### What is required
Return the records exactly as they appear below, omitting the pictures.

(Entries taken from a collection)
------------------------------------------------------------------------

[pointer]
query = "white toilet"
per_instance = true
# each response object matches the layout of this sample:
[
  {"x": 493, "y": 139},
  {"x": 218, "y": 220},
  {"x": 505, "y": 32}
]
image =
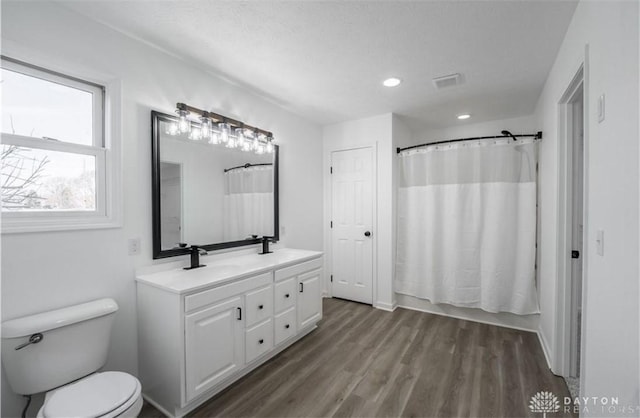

------------------------------------------------------------------------

### Result for this task
[pointer]
query = "white toilet"
per_instance = true
# each response object matches the layout of this sample:
[
  {"x": 493, "y": 139},
  {"x": 218, "y": 220},
  {"x": 505, "y": 32}
]
image =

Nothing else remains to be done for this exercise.